Tourist industry counts the cost of taxi stoppage and warns over future

Tourist industry counts the cost of taxi stoppage and warns over future
  • Hoteliers have labelled the strike as "totally out of proportion" after many visitors to the Costa del Sol were left stranded last week

The surprise industrial action by taxi drivers at the height of the summer season and the start of Malaga’s massive annual fair did not go down well with the Costa del Sol tourist industry, which is enjoying a record year.

The head of the Costa hoteliers’ association, Luis Callejón Suñe, stated that the protest was "totally out of proportion" and "unjustified", adding that it had done neither Malaga nor the taxi drivers any favours.

He said: "It’s as if we [the hoteliers] went on strike over the rise in illegal holiday apartments and told our guests we couldn’t take care of them. We’ve got to adapt to the new reality and that’s what they’ve got to do."

* **Record extracts**
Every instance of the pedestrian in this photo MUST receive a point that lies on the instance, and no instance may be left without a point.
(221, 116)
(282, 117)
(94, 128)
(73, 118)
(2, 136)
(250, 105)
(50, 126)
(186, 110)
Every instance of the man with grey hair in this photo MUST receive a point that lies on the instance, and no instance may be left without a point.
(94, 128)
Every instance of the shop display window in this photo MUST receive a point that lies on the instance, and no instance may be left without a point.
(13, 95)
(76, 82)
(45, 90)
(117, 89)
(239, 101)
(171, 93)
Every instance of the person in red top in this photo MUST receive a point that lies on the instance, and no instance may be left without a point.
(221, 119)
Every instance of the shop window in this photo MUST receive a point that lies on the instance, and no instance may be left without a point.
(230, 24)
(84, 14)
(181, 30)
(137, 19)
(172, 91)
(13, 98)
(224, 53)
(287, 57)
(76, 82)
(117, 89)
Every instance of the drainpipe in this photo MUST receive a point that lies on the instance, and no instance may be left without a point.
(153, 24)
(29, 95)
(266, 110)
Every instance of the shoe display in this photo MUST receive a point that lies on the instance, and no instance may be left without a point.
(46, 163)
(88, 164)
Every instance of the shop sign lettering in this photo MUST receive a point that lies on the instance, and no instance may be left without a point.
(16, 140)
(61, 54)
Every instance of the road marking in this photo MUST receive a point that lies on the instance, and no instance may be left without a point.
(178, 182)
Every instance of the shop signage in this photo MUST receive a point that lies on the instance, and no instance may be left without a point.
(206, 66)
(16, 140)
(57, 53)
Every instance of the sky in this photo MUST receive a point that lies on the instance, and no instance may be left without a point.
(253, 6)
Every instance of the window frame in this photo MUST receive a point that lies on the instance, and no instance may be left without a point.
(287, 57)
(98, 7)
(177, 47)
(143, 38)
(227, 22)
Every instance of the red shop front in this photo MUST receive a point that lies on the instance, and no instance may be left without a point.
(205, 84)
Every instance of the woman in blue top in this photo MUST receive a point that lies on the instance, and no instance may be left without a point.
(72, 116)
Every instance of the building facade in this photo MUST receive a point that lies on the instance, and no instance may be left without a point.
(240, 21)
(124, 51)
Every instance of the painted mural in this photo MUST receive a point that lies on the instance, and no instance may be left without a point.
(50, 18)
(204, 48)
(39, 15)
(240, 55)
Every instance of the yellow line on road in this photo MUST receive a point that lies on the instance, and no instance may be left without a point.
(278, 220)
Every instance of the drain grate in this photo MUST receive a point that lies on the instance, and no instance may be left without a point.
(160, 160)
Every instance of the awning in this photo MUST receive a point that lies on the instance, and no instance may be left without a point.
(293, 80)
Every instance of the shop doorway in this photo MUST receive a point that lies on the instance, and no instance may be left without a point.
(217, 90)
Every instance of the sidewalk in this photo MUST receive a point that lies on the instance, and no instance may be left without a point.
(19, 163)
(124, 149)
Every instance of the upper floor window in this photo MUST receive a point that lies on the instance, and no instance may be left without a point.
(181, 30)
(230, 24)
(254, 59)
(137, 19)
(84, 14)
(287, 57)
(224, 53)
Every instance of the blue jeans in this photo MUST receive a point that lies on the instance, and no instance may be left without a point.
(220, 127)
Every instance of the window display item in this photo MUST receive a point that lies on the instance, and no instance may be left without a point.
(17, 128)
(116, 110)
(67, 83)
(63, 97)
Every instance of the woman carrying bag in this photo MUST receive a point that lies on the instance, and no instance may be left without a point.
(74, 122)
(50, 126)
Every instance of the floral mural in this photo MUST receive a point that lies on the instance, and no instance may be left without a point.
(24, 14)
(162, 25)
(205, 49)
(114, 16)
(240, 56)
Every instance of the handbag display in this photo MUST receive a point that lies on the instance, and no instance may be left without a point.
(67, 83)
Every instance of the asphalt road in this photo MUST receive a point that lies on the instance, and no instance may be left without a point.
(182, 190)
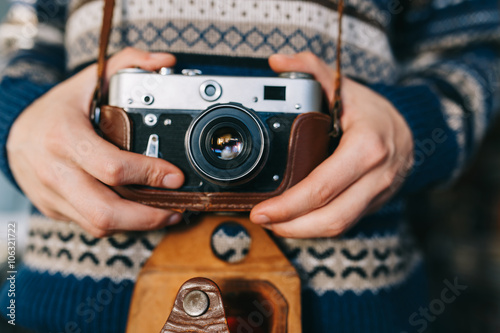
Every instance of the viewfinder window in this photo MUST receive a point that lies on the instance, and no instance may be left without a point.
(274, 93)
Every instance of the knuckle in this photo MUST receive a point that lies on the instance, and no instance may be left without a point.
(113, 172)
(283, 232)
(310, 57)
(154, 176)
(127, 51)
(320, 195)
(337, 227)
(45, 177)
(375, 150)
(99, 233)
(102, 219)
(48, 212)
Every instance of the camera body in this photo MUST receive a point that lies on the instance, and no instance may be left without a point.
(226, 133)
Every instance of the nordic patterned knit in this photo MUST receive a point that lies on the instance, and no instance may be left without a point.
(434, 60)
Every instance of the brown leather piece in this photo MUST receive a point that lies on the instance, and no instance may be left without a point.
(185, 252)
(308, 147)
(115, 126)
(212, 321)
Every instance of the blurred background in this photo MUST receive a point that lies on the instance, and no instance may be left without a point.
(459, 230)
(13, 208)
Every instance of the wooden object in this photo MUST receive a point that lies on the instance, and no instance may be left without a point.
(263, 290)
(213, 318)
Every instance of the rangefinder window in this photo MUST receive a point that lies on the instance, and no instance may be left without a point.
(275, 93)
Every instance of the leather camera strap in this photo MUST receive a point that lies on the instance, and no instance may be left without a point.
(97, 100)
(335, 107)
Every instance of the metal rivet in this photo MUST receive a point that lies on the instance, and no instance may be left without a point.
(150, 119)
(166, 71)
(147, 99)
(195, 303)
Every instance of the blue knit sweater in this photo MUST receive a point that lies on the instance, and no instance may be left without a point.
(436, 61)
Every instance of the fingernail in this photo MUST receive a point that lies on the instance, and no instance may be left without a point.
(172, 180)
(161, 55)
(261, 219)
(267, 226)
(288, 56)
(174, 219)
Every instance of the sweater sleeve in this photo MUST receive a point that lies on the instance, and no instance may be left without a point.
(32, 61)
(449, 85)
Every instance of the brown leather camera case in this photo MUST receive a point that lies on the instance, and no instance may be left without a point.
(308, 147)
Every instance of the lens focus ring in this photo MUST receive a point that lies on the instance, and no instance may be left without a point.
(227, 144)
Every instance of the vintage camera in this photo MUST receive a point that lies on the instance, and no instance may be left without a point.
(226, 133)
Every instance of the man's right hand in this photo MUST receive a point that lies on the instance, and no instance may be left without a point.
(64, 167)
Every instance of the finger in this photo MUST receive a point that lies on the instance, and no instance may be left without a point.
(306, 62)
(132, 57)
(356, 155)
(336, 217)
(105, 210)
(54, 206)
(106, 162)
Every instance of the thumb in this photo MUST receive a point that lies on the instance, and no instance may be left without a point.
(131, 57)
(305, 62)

---

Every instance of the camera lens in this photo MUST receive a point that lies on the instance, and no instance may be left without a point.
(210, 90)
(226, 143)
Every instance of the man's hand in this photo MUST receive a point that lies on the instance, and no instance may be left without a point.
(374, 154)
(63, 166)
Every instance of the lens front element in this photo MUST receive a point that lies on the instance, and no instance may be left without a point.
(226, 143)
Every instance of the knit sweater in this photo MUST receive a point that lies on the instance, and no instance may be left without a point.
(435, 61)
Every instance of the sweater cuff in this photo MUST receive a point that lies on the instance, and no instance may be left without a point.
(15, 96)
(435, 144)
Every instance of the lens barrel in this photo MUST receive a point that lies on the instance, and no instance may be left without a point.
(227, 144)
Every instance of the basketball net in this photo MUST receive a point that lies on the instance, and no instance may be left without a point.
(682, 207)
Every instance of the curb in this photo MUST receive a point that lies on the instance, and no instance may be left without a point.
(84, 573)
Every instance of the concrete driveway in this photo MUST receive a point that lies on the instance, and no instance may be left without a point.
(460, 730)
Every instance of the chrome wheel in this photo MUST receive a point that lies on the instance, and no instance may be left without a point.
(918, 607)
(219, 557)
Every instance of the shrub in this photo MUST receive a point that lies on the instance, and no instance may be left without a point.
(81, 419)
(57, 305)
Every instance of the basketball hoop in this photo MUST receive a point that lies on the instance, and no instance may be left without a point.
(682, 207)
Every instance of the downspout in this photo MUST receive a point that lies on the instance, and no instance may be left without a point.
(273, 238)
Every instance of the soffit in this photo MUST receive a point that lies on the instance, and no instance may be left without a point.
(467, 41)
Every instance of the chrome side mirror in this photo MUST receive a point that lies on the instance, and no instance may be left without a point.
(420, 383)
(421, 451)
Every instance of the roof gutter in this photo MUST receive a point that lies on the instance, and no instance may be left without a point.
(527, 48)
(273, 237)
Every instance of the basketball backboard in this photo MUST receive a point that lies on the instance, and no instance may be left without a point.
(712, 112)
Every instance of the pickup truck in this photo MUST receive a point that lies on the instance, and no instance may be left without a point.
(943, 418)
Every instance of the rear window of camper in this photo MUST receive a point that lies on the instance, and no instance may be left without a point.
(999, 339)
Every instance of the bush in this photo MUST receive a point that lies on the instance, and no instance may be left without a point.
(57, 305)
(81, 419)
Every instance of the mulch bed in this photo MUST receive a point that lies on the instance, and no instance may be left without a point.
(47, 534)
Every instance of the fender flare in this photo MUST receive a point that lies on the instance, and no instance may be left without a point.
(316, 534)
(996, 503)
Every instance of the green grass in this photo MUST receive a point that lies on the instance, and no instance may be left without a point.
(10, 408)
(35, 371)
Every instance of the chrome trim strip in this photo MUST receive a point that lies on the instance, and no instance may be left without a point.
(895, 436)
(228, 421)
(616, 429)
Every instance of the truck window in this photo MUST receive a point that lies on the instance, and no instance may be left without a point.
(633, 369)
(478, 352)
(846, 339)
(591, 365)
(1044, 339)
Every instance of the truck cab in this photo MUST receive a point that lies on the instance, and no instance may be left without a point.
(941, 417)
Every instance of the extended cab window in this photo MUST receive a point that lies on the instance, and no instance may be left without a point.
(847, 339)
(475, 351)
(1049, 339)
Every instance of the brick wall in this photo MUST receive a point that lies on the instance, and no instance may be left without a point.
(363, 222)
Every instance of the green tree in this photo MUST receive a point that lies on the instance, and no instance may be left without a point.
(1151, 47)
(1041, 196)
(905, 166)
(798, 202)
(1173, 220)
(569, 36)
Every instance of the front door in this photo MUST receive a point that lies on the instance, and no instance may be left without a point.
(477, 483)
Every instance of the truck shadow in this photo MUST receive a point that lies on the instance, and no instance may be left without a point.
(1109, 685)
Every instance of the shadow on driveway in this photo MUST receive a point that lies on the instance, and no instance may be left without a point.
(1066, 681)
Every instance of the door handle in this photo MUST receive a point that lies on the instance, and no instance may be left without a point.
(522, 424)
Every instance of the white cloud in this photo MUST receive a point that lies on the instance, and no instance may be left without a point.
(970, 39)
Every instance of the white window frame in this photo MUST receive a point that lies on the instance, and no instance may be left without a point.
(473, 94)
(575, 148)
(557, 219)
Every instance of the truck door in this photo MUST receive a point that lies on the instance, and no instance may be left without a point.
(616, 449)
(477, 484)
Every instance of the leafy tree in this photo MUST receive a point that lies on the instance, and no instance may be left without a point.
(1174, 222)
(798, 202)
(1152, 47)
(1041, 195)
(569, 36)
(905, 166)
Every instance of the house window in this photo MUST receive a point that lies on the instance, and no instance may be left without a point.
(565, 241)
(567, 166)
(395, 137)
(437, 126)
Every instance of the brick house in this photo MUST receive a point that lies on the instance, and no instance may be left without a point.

* **Required tasks**
**A.** Duplicate the part of the taxi strike article starting at "The surprise industrial" and ending at "a record year.".
**B.** Pick up the taxi strike article after its last sentence and continue it.

* **Results by task**
**A.**
The surprise industrial action by taxi drivers at the height of the summer season and the start of Malaga’s massive annual fair did not go down well with the Costa del Sol tourist industry, which is enjoying a record year.

**B.**
The Malaga business association (CEM) criticised the violence but also urged the authorities to take a long-term view. “We need rules to regulate [the private hire sector] nationally so there’s equal competition,” a spokesperson said.

Passengers' outrage

The industry’s fears over the effect on tourism was best exemplified by the reaction of passengers arriving at Malaga airport, the main airport for southern Spain. Initially taxi drivers agreed to keep serving the terminal, but this policy was quickly dropped. On the first day without taxis waiting at the terminal, travellers arriving off late-night flights, when public transport had finished, were faced with a taxi rank with just a few taxis which were maintaining agreed minimum services, such as taking the elderly and babies and giving rides to hospitals. There was no written information and only one airport staff member on duty, who didn’t speak English.

Dozens of passengers pleaded with the drivers to take them. “There are children here, please take us to our hotel,” said one woman.

A passenger from Manchester explained how everyone was trying to contact friends and family to come and get them. “We’re defending our rights,” said one of the drivers. “And where are mine?” replied one newly arrived visitor.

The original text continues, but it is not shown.